### Extracto del documento

Durante mis años de oficio he tenido la suerte de conocer y tratar a centenares de personas relacionadas con las Bellas Artes en toda su extensión, tanto nacionales como internacionales, de las que he aprendido mucho y me han dado más de lo que podía imaginar. Guardo más recuerdos positivos que negativos, aunque en este mundo haya de todo. Durante los últimos años he sido testigo de cómo una inmensa generación se ha ido apagando casi a diario y sin descanso. En apenas unos días, por ejemplo, hemos visto cómo se han ido otros tres de los grandes con los que tuve cierto trato especial: el diseñador, Alberto Corazón, el pintor Luis Feito y el genio del jazz Chick Corea. Sobra recordar sus biografías tan brillantes, innovadoras, intensas y extensas como apasionantes. Dos de ellos ciudadanos del mundo con pasaporte español y el otro un enamorado de nuestras raíces musicales.
A Feito lo conocí personalmente ya mayor. Nunca fue un hombre de multitudes ni de apariencias. Fue en la Galería Punto de Valencia con motivo de su última exposición. Siempre lo había admirado como uno de los promotores del Grupo El Paso y su relación artística coetánea con el Grupo de Cuenca, pero sobre todo por su gran expresividad artística y sencillez personal, representado también en la obra de Zóbel, Millares, Rueda, Torner, Viola o Canogar, entre otros.

### El problema
Reproduce el extracto del documento completo, palabra por palabra.

Registros de datos:
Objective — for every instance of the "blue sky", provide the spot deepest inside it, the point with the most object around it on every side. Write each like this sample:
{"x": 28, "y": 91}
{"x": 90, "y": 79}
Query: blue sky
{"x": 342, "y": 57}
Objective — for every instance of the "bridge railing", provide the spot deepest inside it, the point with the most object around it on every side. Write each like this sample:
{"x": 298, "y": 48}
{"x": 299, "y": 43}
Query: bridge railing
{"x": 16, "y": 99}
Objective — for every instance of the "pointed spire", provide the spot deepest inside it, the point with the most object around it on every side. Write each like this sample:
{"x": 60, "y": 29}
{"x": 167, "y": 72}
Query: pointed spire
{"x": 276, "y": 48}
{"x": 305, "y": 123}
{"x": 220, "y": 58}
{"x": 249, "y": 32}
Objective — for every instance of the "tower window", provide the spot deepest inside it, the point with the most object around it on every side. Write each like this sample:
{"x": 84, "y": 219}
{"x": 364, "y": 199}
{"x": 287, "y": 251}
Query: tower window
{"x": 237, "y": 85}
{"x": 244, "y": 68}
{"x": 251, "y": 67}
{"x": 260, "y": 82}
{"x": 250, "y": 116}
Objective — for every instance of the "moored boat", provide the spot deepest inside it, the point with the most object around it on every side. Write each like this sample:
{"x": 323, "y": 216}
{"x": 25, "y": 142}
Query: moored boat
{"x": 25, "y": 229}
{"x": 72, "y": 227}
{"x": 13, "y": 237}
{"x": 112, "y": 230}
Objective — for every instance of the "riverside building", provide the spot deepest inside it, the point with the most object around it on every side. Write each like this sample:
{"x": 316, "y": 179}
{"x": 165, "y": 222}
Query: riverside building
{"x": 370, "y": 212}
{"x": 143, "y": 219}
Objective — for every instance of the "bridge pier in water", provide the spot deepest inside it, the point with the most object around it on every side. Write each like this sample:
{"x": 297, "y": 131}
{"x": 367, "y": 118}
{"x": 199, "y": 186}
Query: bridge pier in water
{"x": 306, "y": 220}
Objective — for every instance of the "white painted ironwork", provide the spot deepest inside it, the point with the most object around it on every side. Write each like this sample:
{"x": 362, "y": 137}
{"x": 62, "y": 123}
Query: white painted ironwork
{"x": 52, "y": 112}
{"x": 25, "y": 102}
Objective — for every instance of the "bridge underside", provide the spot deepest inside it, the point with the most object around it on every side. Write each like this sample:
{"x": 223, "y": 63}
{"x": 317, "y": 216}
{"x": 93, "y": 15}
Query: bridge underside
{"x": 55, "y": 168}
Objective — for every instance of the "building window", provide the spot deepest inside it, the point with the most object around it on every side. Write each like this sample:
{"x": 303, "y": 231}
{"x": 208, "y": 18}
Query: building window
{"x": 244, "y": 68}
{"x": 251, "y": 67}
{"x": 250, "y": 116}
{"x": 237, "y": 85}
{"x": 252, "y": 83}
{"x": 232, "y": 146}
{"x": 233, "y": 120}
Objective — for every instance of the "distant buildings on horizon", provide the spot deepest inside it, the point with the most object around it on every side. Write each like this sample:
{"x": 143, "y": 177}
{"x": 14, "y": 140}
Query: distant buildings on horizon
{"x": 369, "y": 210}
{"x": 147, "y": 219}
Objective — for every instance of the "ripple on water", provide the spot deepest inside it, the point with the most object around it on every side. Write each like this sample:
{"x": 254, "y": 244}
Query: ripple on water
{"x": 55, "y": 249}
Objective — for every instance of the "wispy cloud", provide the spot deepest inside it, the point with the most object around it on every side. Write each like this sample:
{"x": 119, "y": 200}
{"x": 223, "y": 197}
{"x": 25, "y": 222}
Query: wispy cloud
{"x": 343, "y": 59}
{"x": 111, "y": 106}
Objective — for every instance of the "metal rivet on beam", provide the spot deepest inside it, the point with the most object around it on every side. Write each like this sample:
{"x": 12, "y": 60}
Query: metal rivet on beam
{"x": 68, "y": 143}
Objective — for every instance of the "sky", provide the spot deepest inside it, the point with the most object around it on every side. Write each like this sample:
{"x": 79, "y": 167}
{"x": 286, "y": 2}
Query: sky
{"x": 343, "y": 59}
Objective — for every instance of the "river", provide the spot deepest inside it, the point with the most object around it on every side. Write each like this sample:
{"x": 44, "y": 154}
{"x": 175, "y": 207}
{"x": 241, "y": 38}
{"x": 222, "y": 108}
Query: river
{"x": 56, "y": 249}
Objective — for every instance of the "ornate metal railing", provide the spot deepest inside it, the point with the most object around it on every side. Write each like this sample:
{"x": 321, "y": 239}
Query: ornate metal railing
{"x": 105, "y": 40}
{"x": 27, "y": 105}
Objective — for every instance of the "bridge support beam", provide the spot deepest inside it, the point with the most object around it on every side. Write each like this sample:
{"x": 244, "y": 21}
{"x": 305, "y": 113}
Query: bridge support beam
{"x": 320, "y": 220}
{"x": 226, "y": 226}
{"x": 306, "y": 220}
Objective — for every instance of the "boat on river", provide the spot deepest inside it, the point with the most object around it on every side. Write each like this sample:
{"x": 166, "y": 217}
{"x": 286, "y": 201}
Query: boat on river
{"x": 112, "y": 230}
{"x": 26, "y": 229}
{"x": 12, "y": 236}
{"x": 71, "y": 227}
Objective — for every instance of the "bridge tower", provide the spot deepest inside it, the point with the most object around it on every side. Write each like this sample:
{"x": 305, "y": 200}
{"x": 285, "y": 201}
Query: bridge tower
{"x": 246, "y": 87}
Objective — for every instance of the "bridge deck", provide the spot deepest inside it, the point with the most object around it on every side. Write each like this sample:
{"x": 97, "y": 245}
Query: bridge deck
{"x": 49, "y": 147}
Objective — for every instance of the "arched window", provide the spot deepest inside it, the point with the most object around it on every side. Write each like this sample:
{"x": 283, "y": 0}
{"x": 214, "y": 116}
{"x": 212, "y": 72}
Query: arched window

### Respuesta completa
Durante mis años de oficio he tenido la suerte de conocer y tratar a centenares de personas relacionadas con las Bellas Artes en toda su extensión, tanto nacionales como internacionales, de las que he aprendido mucho y me han dado más de lo que podía imaginar. Guardo más recuerdos positivos que negativos, aunque en este mundo haya de todo. Durante los últimos años he sido testigo de cómo una inmensa generación se ha ido apagando casi a diario y sin descanso. En apenas unos días, por ejemplo, hemos visto cómo se han ido otros tres de los grandes con los que tuve cierto trato especial: el diseñador, Alberto Corazón, el pintor Luis Feito y el genio del jazz Chick Corea. Sobra recordar sus biografías tan brillantes, innovadoras, intensas y extensas como apasionantes. Dos de ellos ciudadanos del mundo con pasaporte español y el otro un enamorado de nuestras raíces musicales.
A Feito lo conocí personalmente ya mayor. Nunca fue un hombre de multitudes ni de apariencias. Fue en la Galería Punto de Valencia con motivo de su última exposición. Siempre lo había admirado como uno de los promotores del Grupo El Paso y su relación artística coetánea con el Grupo de Cuenca, pero sobre todo por su gran expresividad artística y sencillez personal, representado también en la obra de Zóbel, Millares, Rueda, Torner, Viola o Canogar, entre otros.